* Problem to work on: Go through the records below and return each line that has "clicks" in it.
*** Data extract ***
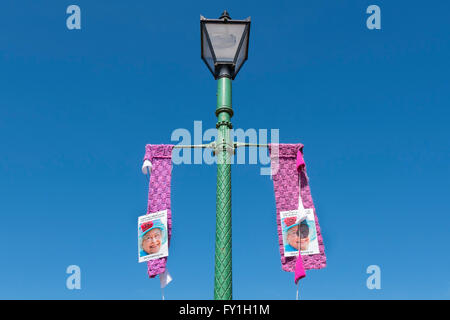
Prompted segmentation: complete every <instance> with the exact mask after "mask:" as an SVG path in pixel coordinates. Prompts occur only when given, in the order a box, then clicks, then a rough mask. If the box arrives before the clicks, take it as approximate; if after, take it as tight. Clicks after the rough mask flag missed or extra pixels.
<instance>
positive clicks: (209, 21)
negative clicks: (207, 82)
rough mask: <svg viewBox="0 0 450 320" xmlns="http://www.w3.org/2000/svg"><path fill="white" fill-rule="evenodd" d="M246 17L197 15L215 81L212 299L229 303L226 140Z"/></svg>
mask: <svg viewBox="0 0 450 320" xmlns="http://www.w3.org/2000/svg"><path fill="white" fill-rule="evenodd" d="M249 34H250V18H247V19H245V20H233V19H231V17H230V16H229V15H228V12H227V11H224V12H223V13H222V15H221V16H220V18H219V19H206V18H205V17H203V16H200V39H201V50H202V51H201V52H202V53H201V56H202V59H203V61H204V62H205V64H206V66H207V67H208V69H209V70H210V71H211V73H212V74H213V76H214V79H216V80H217V108H216V116H217V124H216V128H217V131H218V135H217V141H216V148H215V150H214V151H215V155H216V157H217V195H216V196H217V199H216V200H217V202H216V256H215V274H214V299H216V300H231V299H232V297H233V293H232V277H231V271H232V266H231V155H232V154H234V143H233V142H232V141H230V129H231V128H232V126H231V121H230V120H231V117H232V116H233V109H232V107H231V80H234V78H235V77H236V75H237V74H238V72H239V70H240V69H241V67H242V65H243V64H244V62H245V61H246V60H247V58H248V45H249Z"/></svg>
*** End of Data extract ***
* Solution:
Prompted segmentation: complete every <instance> with the exact mask after "mask:" as an SVG path in pixel coordinates. Prompts occur only when given, in the order a box, then clicks, then a rough mask. If the box arrives before the clicks, take it as approximate; if after, take it as tight. Clicks after the rough mask flag missed or extra pixels.
positive clicks: (209, 21)
negative clicks: (207, 82)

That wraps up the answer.